About this task: In the listing below, find every line containing "light" and copy it out.

-------

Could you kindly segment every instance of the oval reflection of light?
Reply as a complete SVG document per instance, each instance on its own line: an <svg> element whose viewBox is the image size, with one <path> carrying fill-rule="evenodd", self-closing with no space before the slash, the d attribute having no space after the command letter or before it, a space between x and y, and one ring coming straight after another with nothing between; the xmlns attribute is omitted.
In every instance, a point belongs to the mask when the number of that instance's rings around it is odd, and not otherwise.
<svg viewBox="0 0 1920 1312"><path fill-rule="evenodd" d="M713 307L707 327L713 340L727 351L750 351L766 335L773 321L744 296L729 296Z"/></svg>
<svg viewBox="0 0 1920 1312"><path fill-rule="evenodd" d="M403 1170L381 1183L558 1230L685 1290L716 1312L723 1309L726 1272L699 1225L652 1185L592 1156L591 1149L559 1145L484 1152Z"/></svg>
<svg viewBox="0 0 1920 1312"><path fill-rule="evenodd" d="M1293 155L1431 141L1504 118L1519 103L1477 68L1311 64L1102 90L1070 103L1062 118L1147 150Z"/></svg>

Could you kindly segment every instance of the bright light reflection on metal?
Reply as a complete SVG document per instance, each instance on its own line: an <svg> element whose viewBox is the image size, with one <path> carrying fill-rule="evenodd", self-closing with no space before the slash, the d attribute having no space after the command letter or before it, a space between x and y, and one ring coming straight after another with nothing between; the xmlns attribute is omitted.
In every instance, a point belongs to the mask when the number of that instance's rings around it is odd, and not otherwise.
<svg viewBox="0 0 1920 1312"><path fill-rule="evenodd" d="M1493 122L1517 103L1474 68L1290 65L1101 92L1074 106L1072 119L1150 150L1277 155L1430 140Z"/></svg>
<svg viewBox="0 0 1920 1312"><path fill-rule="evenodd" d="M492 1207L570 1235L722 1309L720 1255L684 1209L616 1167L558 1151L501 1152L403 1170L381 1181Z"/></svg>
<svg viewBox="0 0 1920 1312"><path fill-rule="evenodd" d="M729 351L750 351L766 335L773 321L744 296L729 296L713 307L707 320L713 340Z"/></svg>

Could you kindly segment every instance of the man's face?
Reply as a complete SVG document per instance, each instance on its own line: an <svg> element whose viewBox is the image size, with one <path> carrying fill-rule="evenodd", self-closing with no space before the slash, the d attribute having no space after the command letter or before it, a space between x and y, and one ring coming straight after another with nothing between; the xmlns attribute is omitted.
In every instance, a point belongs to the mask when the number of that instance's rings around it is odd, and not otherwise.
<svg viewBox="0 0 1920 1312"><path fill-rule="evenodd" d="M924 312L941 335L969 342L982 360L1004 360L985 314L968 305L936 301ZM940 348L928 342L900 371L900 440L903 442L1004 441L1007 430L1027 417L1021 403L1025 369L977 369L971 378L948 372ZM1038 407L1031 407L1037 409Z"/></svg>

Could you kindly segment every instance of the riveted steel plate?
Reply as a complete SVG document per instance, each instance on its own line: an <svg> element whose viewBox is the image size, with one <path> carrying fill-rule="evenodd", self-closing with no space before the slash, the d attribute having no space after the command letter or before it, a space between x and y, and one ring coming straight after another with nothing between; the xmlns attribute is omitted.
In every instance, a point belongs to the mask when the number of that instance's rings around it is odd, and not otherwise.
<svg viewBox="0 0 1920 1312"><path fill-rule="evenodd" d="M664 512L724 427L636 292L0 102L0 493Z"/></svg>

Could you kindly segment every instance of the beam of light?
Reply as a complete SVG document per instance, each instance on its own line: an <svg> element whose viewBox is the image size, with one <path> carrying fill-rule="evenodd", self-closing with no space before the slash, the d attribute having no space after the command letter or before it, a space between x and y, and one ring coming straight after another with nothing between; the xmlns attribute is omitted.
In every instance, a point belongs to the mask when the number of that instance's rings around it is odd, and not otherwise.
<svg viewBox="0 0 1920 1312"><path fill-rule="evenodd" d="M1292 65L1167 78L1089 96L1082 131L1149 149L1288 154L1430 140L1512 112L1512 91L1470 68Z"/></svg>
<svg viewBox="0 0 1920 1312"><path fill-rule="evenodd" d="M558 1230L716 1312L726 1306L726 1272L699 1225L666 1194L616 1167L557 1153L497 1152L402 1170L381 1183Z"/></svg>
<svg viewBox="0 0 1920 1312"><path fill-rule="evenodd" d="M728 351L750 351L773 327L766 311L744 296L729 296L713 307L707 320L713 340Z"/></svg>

-------

Written reply:
Could you kindly segment every instance of the oval reflection of light?
Could you kindly segment every instance of the bright light reflection on metal?
Could you kindly segment every instance of the beam of light?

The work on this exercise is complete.